-- EXTRAIT --
※ ※ ※

Autre coup de projecteur mis sur ces enjeux durant la période : « les technologies développées pour le marketing digital ont révélé leur potentiel dans le domaine sanitaire et médical », complète Pierre Harand, associé chez Fifty-Five, société spécialisée dans la data. De quoi, là encore, sortir la question d’un débat d’experts du marketing digital.

Des évolutions en termes d'attitudes

Côté entreprises, qu’elles soient issues de l’ad tech ou non, force est de constater que la crise a également fait évoluer les attitudes vis-à-vis des données et de leur traitement, à commencer par les données internes. « La première question qu’elles se sont posées avant le confinement est de savoir ce qu’elles avaient le droit de faire avec les données de leurs collaborateurs », retrace Gabriel Amirault. Certaines sociétés ont en effet été amenées à collecter des informations (symptômes du Covid-19…) pour prendre des mesures d’isolement. Elles ont dû, alors, se poser la question de la collecte, de la centralisation et, pour les plus matures, de la durée de conservation des données. Il leur a aussi fallu ouvrir les systèmes d’information pour que les collaborateurs continuent à travailler à distance. Des débats similaires se posent actuellement pour la gestion du déconfinement, alors que la présence dans les locaux doit être adaptée.

Critère géographique

Au-delà, la question de la data se pose également plus que jamais sur le terrain du business. « Les préoccupations des clients n’ont pas beaucoup évolué. L’urgence d’accélérer leur transition vers le digital et l'e-commerce a été confirmée », constate Pierre Harand. Or pour exceller en matière d’e-commerce, la data est clé. Par ailleurs, si la crise a conduit nombre d’annonceurs à couper leurs investissements publicitaires – plus besoin de tracker les résultats – la reprise s'effectue notamment sur le digital où, là encore, la data est au centre. Elle permet, en effet, de gérer les leviers à activer pour communiquer au mieux. Autre impératif pour atteindre cet objectif : « appliquer une granularité fine au niveau géographique car le déconfinement ne se fait pas au même rythme partout, remarque Raphaël Fétique. Les réalités terrain sont d’autant plus importantes dans la prise de choix. » Beaucoup de marques ont privilégié le national pendant le Covid-19 pour rester à l’esprit des consommateurs. En parallèle, elles vont désormais devoir affiner leur approche.

※ ※ ※

-- DONNÉES PRÉSENTÉES --
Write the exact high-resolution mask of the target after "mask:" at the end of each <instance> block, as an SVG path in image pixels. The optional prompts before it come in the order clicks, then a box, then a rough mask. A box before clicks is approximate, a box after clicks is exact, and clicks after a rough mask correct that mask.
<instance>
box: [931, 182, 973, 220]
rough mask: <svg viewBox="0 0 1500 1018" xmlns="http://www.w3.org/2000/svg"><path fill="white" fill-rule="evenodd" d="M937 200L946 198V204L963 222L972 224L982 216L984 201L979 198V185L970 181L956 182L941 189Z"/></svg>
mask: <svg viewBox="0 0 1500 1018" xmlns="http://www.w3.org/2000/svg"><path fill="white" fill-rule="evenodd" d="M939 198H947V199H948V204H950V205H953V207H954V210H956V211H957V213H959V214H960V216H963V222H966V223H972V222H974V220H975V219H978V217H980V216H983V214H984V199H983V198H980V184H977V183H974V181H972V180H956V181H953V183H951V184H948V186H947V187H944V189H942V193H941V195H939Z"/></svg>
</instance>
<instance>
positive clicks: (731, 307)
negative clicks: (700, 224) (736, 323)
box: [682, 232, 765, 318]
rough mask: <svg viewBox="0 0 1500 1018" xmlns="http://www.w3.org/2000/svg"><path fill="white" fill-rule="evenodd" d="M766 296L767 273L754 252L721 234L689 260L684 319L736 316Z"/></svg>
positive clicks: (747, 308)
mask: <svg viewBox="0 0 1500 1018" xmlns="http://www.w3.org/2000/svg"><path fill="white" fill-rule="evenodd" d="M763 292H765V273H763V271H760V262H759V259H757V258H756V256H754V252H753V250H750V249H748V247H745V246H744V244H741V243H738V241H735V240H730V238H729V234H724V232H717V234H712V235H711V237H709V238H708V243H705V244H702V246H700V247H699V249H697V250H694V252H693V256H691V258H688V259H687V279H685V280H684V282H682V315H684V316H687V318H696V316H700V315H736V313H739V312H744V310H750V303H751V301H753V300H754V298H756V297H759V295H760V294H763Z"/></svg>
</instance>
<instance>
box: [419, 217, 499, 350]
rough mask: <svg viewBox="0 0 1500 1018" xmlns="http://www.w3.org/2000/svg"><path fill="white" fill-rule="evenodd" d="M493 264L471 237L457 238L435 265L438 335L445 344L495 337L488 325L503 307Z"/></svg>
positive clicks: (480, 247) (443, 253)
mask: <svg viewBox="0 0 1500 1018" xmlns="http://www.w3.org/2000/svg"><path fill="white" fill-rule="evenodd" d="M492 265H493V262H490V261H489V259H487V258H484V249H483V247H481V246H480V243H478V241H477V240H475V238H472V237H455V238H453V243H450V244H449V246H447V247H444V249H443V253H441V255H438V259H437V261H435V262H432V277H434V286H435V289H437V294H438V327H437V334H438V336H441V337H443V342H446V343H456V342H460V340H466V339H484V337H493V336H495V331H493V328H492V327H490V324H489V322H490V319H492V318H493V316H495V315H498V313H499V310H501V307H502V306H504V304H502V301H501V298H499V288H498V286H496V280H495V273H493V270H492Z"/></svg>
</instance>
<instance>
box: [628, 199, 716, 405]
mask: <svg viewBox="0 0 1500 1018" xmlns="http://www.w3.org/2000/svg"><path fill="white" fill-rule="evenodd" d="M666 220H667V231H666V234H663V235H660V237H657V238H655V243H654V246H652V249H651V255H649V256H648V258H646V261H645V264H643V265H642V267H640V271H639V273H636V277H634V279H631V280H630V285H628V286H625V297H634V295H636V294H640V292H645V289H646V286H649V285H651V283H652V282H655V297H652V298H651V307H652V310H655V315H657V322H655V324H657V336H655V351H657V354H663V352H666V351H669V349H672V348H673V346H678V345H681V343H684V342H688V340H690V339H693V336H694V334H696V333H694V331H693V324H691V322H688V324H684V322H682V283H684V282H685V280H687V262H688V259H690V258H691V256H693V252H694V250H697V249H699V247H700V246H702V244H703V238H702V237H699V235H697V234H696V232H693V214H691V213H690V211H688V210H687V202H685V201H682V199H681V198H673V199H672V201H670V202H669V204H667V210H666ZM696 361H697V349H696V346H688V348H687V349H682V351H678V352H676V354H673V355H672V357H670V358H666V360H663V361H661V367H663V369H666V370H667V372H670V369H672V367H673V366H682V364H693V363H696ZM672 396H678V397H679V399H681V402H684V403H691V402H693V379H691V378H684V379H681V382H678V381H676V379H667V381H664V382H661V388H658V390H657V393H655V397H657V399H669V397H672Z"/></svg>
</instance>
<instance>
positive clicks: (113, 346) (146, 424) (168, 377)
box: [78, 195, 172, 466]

※ ※ ※

-- EXERCICE 1 --
Recopiez le passage de l'extrait compris entre « Autre coup de » et « du marketing digital. », ces deux bornes incluses.
-- EXERCICE 2 --
D'après l'extrait, quelle première question les entreprises se sont-elles posée avant le confinement ?
-- EXERCICE 3 --
Résumez l'extrait en deux phrases.

-- VOTRE RÉPONSE 1 --
Autre coup de projecteur mis sur ces enjeux durant la période : « les technologies développées pour le marketing digital ont révélé leur potentiel dans le domaine sanitaire et médical », complète Pierre Harand, associé chez Fifty-Five, société spécialisée dans la data. De quoi, là encore, sortir la question d’un débat d’experts du marketing digital.

-- VOTRE RÉPONSE 2 --
Elles se sont demandé ce qu'elles avaient le droit de faire avec les données de leurs collaborateurs.

-- VOTRE RÉPONSE 3 --
La crise a fait évoluer l'attitude des entreprises envers les données, à commencer par celles de leurs collaborateurs, dont la collecte, la centralisation et la durée de conservation ont soulevé des questions. Sur le terrain du business, la data est clé pour l'e-commerce et pour la reprise publicitaire sur le digital, qui demande aussi une granularité géographique fine, car le déconfinement ne se fait pas au même rythme partout.